*Instructions to follow:* Identify every line in the listing below that contains the word "player", and copy each of those lines in full.

*Provided entries:*
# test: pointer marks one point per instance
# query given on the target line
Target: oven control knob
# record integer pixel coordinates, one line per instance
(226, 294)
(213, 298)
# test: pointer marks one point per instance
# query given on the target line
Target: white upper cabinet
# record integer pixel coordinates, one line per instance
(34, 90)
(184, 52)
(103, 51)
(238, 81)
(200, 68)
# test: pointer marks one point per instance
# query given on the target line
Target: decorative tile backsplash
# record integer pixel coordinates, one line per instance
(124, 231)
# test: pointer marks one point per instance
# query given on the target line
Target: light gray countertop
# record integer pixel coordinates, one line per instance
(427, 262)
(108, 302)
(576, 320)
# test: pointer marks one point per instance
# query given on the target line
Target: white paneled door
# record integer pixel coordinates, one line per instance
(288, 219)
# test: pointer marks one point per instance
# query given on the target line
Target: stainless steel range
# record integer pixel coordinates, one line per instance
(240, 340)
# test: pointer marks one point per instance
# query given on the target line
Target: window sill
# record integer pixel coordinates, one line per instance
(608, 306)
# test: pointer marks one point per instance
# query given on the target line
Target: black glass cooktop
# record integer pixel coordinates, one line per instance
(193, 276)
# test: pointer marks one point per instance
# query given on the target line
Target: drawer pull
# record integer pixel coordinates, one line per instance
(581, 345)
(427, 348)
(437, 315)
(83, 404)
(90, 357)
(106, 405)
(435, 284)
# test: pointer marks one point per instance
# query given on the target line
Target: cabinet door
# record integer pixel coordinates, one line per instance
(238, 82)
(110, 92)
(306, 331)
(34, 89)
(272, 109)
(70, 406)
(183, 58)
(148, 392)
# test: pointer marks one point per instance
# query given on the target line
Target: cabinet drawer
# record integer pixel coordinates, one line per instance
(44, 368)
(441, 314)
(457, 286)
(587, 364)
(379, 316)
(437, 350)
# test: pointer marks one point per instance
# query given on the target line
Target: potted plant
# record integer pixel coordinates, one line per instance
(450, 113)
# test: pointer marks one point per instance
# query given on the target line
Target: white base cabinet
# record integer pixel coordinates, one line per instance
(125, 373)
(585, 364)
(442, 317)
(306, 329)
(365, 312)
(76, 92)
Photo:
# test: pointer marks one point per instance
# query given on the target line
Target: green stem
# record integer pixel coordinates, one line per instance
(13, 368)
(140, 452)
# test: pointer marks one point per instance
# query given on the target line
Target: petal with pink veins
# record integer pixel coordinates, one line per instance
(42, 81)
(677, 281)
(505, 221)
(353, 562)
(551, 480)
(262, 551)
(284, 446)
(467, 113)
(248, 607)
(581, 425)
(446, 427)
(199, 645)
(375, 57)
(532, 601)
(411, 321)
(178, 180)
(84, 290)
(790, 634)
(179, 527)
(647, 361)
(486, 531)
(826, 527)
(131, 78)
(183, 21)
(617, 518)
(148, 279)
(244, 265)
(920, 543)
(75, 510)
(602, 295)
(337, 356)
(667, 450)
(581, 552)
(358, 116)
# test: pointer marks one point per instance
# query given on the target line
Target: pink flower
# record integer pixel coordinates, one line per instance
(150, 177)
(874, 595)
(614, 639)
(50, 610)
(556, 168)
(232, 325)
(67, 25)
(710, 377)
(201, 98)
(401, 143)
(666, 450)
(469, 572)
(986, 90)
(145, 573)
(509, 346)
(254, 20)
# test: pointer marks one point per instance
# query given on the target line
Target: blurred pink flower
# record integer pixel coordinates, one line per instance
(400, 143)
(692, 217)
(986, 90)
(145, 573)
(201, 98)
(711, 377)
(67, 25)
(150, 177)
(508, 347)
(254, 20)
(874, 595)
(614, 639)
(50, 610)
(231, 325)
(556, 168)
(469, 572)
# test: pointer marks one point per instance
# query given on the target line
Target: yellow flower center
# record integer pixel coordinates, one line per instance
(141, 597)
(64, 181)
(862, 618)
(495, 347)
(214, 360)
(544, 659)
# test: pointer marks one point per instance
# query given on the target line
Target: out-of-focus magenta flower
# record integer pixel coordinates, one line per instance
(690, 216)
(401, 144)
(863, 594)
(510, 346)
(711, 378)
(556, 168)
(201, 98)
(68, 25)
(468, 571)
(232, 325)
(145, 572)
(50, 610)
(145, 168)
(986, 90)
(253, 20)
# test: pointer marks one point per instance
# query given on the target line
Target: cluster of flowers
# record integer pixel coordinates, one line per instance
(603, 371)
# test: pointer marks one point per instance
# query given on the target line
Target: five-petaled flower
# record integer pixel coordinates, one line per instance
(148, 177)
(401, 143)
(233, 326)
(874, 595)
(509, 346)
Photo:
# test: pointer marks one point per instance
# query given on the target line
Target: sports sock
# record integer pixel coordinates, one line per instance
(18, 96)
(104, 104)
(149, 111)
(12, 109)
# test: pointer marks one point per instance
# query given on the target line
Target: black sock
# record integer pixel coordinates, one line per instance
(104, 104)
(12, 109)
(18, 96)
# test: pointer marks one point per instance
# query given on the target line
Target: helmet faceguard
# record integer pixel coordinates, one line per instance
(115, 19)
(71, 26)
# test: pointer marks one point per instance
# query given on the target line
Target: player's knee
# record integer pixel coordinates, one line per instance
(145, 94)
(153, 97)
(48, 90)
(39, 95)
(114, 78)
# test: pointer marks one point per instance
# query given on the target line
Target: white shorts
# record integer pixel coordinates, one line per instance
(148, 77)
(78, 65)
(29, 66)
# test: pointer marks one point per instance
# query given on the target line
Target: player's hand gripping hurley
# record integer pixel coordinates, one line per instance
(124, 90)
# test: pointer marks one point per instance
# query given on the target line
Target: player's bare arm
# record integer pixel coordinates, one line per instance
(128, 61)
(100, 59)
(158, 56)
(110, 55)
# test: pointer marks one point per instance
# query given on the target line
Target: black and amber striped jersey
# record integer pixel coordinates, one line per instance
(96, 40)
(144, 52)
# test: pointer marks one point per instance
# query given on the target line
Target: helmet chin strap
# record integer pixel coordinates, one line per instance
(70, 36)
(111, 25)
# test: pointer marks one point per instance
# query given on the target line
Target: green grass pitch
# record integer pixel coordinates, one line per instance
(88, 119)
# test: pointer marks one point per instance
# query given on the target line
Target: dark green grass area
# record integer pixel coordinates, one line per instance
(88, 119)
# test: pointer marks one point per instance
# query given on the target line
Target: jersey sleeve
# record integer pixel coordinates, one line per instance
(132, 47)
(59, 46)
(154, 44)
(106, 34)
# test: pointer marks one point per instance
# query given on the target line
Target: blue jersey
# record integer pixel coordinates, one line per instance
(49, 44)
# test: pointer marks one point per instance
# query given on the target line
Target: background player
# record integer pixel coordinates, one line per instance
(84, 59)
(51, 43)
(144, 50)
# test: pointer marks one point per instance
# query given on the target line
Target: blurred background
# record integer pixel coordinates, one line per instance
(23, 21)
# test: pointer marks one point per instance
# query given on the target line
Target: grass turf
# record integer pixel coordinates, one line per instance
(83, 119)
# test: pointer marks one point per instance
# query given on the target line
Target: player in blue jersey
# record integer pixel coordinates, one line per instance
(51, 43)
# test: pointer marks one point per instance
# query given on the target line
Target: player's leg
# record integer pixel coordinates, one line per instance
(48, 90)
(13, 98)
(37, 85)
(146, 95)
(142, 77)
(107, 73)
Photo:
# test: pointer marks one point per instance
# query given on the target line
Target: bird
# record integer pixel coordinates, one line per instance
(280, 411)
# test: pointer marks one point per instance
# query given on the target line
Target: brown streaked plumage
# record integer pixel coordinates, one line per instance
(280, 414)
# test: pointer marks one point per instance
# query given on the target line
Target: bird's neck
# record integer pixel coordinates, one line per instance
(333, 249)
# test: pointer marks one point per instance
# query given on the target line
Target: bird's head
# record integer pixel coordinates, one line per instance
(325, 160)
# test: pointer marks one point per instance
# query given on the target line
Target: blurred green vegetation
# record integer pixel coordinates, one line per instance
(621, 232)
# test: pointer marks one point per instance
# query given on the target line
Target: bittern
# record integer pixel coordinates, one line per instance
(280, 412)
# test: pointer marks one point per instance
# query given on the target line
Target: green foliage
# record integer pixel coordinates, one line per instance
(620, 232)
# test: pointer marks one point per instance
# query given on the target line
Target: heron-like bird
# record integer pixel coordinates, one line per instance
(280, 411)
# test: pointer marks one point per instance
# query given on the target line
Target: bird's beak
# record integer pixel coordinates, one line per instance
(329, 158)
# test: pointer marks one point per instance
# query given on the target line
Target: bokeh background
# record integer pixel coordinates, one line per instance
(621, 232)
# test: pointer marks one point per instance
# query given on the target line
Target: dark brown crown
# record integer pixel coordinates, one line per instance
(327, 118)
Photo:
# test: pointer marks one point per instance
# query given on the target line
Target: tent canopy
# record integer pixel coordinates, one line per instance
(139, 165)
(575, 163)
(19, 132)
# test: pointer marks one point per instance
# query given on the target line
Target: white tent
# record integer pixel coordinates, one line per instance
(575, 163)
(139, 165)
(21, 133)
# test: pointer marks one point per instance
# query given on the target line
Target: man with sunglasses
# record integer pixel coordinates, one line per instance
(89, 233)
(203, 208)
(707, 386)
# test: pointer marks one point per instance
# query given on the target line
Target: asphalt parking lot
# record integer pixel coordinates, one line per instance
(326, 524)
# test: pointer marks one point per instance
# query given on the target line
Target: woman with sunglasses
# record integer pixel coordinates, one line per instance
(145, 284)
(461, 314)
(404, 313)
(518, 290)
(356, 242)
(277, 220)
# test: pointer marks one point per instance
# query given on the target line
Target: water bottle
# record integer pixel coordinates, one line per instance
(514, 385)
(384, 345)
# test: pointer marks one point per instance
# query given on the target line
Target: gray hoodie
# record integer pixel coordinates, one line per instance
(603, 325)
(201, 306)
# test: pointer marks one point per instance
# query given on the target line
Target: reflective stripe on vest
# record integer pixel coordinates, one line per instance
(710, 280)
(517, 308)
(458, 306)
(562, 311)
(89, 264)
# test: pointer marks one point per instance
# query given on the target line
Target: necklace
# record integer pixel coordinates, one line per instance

*Response to the exercise:*
Target: player's knee
Target: player's hand gripping hurley
Target: player's bare arm
Target: background player
Target: player in blue jersey
Target: player's leg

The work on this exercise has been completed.